> **EXERCISE BRIEF**: Rescale the records below, starting at the line that contains "Point to every instance of the lower" and ending with the last line of the records. Reproduce only those lines, requests included, and multiply every coordinate in the answers by 0.6, rounding to whole numbers with halves rounded up, while leaving the requests and their format samples unchanged.

> **DATA EXTRACT**:
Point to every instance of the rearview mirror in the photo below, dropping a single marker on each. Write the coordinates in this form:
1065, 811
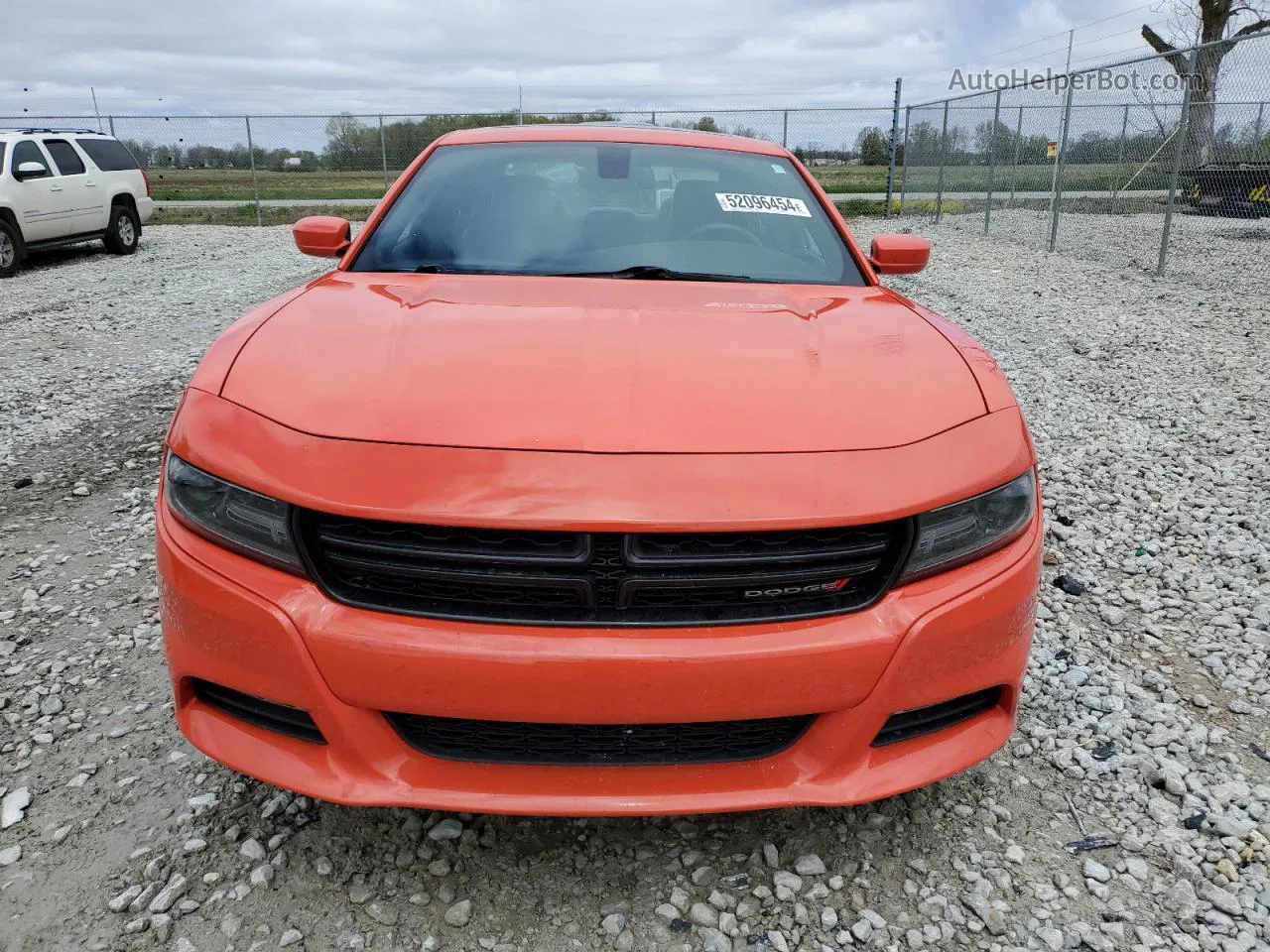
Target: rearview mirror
322, 235
899, 254
30, 171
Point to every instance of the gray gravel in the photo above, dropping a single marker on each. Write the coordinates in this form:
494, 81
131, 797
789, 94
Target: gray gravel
1144, 720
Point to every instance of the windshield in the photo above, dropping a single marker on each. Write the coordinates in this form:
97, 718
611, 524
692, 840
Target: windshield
610, 209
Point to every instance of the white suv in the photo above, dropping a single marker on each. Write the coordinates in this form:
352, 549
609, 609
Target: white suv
59, 186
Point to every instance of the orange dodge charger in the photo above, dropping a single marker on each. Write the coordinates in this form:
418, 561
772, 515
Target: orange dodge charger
601, 476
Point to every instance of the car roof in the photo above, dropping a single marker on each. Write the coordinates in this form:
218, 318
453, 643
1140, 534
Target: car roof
46, 131
610, 132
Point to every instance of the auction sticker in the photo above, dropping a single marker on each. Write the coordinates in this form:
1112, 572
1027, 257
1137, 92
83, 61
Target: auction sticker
763, 204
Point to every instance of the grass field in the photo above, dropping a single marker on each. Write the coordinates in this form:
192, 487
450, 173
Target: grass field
203, 184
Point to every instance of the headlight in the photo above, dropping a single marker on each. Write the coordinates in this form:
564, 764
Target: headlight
964, 531
254, 526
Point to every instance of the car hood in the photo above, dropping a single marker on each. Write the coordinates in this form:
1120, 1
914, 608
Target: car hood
604, 366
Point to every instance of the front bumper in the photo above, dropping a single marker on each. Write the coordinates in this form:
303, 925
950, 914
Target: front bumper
263, 633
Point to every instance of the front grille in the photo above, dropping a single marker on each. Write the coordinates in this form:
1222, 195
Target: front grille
270, 715
937, 717
598, 744
599, 578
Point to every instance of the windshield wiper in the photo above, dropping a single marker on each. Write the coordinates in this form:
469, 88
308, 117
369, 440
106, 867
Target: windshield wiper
656, 272
448, 270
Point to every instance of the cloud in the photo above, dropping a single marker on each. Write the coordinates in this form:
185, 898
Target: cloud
307, 56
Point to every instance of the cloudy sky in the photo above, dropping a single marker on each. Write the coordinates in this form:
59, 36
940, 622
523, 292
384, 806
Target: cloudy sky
400, 56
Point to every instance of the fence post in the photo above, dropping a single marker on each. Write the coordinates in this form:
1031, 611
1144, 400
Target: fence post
384, 155
992, 163
1057, 197
250, 155
1014, 171
903, 168
894, 146
944, 146
1119, 157
1179, 148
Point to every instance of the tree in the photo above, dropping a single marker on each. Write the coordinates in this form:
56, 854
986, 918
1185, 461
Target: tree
345, 143
993, 137
1216, 32
924, 144
874, 148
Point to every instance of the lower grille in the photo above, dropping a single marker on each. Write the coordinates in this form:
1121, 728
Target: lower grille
601, 578
928, 720
263, 714
598, 744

> **RESPONSE FOR THIS EXERCISE**:
Point to every instance of the lower grille in the photo above, dropping a single marker on each. Write the coordinates in this form:
1121, 728
Target: lower grille
361, 347
557, 432
158, 428
359, 446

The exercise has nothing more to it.